[Start of Extract to read]

But it’s the Olympics, right! Michael Phelps! Little girls flying through the air! Kicking foreigners’ butts! Gold medals! WHY DO YOU HATE AMERICA?
The amount of money generated by the modern Olympics has made the Games themselves far more high-stakes than its founders could have imagined. And this game, most athletes lose. That’s in part because, literally, there are only three medals. But it’s also because the winners have become commodified—something to be sold to cereal manufacturers, insurance companies, T-shirt producers. And that means sponsors are willing to pay high prices to train athletes to earn the gold. There is a measurable relationship between dollars spent—by a country or a sponsor—to medals won. An Australian economist figured the price of each of the medals his country won in 2008 to be (in Australian dollars) $15 million for each bronze medal and $40 million for silver and gold.
Hardly any of this money goes directly to the athlete—most athletes, at least. Even in the high-profile sports of swimming and gymnastics, individuals who are not already stars live Spartan lives: One Olympian told a researcher that while training he made $6,000 a year, lived in a dorm room, and could fit all he owned into it. And if you are already a star? Well, that brings us to basketball. The 1989 rule change that allowed NBA players to compete in the Olympics actually applies to all professional leagues. In sports such as beach volleyball, professionals dominate and as soon as more sports’ organizations figure out how to generate revenue outside the Olympics (beach gymnastics?), one can safely assume professionals will colonize the Olympics as well.

[End of Extract to read]

### What is asked
1) From the Olympics passage, list the kinds of businesses that Olympic winners are described as being sold to.
2) According to the Olympics passage, in what year did the rule change allow NBA players to compete in the Olympics?
3) Please extend the Olympics passage, starting after its final sentence.

[Start of Given information]

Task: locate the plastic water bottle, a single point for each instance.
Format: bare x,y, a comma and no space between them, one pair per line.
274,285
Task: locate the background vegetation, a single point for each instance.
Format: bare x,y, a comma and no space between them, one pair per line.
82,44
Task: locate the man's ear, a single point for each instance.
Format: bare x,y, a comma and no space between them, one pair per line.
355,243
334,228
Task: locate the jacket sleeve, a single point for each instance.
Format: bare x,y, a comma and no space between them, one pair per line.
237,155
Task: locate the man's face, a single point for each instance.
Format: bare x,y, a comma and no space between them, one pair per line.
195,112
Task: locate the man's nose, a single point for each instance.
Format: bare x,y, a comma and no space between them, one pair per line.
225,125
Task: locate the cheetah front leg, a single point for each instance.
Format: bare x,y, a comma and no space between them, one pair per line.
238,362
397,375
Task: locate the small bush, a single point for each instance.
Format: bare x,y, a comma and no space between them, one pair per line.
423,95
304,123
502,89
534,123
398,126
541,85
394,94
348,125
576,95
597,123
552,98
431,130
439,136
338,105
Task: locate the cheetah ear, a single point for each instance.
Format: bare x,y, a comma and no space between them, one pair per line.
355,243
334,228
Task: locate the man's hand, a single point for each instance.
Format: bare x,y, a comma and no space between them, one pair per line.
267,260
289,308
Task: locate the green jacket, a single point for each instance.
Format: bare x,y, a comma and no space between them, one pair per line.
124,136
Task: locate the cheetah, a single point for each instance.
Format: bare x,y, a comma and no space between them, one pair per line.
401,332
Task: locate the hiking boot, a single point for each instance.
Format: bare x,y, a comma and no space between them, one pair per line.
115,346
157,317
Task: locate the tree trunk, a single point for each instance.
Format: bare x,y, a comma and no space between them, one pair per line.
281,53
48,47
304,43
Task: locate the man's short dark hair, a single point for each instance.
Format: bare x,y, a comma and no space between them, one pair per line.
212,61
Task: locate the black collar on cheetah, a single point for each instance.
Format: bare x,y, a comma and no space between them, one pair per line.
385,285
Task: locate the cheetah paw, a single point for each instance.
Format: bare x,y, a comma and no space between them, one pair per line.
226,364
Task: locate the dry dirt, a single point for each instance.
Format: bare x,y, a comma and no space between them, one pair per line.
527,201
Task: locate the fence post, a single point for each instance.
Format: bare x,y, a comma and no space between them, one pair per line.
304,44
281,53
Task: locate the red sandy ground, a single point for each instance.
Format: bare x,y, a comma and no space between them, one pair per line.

[End of Given information]

### Results
1) Cereal manufacturers, insurance companies, T-shirt producers

2) 1989

3)
With professionalization come higher stakes still, and with even more to gain, athletes will likely succumb at even greater rates to the temptation to cheat in the various ways technology allows.
What started off a celebration of amateur spirit and a unique accomplishment has become just another opportunity for more ESPN channels. Olympic officials justified the rule change by saying that amateur athletes wanted to compete with professionals: Excluding pros, they argued, meant that the winners of Olympic challenges were not, in fact, “the best in the world.” That may be true, but given the Olympics’ sordid history and debased presence, I wish Obama had refused to participate in the Chicago bid. Not because I want to deny anyone the chance to become “the best in the world.” It’s just that I want to believe we—and our president—are better than that.